begin Data shown

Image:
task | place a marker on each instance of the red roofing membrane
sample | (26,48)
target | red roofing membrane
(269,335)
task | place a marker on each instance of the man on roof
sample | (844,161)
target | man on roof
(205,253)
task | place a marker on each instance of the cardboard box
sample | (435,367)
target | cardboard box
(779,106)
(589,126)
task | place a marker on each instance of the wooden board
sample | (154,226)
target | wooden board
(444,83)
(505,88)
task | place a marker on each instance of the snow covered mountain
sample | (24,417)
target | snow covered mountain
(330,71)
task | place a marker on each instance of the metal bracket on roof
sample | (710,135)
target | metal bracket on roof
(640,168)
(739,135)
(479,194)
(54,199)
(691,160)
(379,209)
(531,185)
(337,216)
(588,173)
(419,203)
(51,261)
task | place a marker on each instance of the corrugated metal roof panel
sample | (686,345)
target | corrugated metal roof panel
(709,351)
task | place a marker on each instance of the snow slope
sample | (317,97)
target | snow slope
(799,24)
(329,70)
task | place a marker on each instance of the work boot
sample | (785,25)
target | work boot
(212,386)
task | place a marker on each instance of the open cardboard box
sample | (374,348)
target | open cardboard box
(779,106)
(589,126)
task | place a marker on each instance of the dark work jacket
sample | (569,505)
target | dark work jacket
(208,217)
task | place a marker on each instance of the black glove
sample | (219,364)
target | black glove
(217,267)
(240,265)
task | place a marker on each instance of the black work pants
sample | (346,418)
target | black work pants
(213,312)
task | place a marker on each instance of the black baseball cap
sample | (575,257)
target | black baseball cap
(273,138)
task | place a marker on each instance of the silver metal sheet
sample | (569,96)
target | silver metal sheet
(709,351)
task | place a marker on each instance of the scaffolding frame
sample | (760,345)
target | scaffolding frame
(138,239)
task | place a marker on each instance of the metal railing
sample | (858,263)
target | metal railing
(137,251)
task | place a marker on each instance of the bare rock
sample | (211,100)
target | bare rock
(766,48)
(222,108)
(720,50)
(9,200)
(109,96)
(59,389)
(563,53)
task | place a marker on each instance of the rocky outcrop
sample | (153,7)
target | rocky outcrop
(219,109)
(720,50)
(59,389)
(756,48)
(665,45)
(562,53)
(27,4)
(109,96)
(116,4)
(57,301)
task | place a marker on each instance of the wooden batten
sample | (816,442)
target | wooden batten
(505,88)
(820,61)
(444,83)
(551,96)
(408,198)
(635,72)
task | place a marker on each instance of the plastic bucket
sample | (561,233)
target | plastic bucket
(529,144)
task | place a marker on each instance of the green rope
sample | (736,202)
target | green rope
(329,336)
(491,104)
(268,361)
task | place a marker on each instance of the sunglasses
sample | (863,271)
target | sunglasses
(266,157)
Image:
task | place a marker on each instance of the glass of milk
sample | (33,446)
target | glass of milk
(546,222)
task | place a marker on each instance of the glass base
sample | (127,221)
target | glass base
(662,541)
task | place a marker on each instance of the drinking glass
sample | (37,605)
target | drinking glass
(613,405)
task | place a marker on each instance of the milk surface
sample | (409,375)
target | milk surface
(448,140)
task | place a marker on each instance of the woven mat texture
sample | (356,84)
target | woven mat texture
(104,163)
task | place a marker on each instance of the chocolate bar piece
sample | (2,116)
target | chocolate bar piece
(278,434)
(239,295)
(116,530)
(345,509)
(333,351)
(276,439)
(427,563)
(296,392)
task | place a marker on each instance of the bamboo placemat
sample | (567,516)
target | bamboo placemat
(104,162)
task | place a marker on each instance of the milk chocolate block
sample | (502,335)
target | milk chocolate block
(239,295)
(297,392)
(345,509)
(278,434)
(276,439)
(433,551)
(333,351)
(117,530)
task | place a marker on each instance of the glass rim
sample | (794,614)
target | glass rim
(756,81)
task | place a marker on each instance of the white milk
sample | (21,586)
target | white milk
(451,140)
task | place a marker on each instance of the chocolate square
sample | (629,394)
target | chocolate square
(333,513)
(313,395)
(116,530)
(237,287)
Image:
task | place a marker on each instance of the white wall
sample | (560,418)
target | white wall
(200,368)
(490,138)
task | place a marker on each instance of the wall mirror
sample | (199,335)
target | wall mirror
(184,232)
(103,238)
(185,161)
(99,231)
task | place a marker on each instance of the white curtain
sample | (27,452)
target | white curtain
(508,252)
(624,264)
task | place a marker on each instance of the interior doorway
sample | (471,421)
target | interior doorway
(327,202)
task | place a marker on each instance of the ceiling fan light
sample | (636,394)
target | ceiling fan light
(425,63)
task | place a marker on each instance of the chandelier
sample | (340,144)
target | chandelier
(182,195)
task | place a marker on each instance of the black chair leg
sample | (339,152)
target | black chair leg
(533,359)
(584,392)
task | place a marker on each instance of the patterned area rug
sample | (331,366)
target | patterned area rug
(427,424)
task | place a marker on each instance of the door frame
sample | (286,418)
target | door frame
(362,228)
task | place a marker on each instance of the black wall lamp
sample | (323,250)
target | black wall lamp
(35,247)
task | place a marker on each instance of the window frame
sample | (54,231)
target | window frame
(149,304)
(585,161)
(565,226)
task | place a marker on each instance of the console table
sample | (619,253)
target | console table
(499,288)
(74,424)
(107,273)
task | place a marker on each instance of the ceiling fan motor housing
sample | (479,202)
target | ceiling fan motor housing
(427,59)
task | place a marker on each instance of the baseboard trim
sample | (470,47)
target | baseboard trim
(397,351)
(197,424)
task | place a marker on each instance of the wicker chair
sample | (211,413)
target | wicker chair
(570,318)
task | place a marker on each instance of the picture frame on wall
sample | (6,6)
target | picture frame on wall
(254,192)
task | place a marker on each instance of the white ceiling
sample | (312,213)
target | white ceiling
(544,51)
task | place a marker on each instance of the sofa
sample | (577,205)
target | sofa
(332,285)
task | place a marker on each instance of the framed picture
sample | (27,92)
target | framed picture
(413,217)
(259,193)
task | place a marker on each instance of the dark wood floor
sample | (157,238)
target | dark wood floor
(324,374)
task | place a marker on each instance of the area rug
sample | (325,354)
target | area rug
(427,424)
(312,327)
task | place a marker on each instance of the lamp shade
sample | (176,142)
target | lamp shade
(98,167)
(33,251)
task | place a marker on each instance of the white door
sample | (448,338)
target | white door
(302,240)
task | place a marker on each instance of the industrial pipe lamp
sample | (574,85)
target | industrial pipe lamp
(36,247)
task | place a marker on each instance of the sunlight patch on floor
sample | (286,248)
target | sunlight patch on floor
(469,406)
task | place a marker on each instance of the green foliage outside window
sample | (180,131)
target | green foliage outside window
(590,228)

end Data shown
begin Data shown

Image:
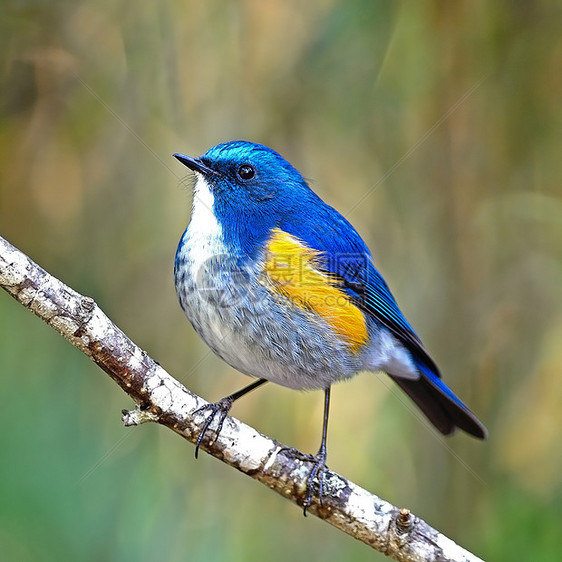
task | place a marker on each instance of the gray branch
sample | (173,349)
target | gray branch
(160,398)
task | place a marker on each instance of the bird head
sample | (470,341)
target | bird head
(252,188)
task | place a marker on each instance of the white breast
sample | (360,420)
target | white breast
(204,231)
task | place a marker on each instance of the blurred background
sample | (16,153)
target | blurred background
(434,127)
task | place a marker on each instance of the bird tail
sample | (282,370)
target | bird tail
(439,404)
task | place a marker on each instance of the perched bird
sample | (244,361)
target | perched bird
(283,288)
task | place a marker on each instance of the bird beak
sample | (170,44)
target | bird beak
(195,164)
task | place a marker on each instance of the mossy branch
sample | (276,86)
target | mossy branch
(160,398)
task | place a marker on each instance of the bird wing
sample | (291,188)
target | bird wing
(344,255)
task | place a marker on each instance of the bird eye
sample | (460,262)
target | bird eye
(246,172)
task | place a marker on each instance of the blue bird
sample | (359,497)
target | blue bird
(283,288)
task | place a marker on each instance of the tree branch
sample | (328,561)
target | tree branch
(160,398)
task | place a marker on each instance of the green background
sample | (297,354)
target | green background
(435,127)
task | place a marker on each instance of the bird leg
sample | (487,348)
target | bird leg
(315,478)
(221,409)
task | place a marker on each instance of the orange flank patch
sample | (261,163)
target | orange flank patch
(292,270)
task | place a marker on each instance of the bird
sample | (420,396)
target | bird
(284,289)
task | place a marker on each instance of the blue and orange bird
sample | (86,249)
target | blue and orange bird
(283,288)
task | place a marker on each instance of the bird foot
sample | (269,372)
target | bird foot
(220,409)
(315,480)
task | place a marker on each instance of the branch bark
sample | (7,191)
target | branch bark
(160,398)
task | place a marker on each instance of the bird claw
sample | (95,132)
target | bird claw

end Data shown

Locate each line in the records above that contains the word "mossy" and copy those lines out. Treat uppercase and lowercase as different.

**Reply to the task**.
task | place a marker on each instance of the mossy branch
target | mossy branch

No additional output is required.